__Work instructions__.
Copy out every line of the listing below that contains the string "jacket". Matches are case-sensitive.
---------- Provided information
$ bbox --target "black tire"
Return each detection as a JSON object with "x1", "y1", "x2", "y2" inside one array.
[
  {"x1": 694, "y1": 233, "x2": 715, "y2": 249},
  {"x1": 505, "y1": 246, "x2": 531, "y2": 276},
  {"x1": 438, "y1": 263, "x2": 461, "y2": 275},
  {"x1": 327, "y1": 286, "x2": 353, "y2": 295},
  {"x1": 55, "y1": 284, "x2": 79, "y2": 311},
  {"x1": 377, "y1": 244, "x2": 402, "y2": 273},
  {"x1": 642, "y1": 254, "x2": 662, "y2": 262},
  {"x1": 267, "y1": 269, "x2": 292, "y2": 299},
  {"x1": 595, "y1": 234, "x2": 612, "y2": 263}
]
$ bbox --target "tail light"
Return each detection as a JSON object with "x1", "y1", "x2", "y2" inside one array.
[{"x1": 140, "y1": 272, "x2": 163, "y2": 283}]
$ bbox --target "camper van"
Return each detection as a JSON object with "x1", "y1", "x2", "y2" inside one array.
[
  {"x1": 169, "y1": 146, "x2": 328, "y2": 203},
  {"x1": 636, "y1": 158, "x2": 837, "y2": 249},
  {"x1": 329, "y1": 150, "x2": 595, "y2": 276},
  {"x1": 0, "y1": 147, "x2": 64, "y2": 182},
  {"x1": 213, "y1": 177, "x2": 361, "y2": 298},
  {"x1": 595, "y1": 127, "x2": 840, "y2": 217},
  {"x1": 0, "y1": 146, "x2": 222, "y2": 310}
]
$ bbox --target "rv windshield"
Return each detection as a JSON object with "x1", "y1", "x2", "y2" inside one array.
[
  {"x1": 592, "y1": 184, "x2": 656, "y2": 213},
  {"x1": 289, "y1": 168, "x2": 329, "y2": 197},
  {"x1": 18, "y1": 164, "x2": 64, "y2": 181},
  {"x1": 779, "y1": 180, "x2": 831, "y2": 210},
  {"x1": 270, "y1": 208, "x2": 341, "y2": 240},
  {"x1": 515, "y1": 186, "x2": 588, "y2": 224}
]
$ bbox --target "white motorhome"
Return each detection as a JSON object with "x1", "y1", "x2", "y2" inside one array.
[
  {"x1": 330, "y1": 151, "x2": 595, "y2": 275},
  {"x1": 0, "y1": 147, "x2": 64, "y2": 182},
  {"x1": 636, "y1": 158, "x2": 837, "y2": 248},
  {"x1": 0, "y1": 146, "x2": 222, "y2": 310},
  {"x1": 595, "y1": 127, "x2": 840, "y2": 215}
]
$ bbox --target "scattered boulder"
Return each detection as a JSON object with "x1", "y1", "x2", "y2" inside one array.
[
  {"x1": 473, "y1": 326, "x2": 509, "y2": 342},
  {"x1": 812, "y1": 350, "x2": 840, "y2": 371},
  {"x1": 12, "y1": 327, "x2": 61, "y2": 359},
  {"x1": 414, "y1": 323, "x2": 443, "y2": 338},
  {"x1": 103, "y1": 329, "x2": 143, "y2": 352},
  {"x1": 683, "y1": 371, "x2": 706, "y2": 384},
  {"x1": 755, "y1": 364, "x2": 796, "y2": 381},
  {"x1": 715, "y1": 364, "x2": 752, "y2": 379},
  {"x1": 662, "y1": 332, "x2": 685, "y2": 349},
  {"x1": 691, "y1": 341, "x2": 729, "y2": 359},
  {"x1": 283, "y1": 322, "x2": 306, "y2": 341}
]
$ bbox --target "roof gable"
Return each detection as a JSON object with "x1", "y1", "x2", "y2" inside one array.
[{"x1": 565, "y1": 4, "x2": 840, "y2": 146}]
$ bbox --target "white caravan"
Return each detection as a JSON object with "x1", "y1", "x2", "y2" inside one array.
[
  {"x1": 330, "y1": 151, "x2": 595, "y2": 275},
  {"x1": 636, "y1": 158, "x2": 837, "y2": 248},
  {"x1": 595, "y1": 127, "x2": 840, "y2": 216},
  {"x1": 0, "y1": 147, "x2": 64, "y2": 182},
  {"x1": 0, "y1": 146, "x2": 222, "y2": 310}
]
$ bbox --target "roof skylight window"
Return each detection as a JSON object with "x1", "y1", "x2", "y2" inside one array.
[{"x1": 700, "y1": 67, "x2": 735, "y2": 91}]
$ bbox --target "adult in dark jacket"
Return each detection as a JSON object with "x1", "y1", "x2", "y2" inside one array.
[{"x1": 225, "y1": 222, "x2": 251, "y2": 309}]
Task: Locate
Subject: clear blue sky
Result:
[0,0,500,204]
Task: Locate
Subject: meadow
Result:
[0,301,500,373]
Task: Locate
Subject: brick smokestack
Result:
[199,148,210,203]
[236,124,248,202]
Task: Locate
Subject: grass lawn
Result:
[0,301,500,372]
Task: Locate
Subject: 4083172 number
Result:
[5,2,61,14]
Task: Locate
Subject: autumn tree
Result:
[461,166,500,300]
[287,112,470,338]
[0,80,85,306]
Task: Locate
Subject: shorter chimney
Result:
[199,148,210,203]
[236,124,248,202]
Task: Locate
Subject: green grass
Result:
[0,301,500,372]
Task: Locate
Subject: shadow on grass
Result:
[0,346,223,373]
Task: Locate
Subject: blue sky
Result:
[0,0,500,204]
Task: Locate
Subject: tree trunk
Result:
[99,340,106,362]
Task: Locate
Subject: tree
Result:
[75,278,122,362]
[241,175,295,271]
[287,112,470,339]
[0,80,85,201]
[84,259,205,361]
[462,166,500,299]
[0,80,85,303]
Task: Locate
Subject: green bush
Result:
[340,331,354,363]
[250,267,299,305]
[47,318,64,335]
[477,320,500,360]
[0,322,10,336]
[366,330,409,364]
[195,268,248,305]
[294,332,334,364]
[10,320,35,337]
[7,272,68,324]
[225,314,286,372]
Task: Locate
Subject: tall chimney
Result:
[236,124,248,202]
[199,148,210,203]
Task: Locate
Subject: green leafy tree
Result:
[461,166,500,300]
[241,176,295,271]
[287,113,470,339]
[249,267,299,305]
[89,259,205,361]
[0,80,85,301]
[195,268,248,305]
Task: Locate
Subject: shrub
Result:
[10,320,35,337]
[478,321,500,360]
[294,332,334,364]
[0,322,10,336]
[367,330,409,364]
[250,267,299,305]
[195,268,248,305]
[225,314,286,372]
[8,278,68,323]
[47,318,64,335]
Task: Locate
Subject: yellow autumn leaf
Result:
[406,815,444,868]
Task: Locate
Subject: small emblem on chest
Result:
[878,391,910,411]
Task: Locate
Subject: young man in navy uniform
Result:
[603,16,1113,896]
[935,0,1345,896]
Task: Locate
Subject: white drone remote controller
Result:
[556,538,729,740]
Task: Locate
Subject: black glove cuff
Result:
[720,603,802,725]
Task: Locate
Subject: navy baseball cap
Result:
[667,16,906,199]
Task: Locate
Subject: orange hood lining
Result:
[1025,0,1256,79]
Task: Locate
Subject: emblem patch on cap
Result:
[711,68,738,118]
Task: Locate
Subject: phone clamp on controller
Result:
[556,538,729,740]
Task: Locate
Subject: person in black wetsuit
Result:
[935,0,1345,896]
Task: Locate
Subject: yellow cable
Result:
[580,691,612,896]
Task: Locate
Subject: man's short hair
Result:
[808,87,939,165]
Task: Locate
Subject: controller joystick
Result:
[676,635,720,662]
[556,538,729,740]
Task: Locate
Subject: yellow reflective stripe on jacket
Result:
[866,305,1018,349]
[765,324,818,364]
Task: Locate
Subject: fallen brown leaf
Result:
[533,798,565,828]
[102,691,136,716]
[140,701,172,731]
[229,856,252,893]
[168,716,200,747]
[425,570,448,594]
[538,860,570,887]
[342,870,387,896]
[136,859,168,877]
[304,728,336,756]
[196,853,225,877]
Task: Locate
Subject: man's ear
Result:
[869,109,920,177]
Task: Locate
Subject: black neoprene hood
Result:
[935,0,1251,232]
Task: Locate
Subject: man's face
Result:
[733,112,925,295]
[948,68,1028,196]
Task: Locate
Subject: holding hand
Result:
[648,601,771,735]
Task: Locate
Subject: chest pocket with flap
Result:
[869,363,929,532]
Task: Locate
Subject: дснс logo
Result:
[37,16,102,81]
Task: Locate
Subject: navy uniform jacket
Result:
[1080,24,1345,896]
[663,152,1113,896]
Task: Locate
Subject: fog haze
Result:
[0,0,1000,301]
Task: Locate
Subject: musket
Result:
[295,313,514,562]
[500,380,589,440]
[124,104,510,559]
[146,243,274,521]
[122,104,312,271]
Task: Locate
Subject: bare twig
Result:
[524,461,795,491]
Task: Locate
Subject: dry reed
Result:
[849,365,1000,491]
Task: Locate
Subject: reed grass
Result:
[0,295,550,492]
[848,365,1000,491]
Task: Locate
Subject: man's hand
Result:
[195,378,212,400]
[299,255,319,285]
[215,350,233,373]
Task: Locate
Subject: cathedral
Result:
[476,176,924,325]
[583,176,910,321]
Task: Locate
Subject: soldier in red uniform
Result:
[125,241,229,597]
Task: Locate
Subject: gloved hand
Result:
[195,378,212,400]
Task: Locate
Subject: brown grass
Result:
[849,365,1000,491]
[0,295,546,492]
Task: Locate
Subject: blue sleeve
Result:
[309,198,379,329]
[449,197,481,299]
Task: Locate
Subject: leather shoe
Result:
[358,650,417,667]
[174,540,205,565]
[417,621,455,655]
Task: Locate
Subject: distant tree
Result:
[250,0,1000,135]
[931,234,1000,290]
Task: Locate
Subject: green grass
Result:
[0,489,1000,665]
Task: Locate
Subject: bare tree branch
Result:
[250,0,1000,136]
--------------------
__Answer for this exercise__.
$ bbox --target "adult in dark jacket"
Subject: yellow reflective stripe on jacket
Subject: navy uniform jacket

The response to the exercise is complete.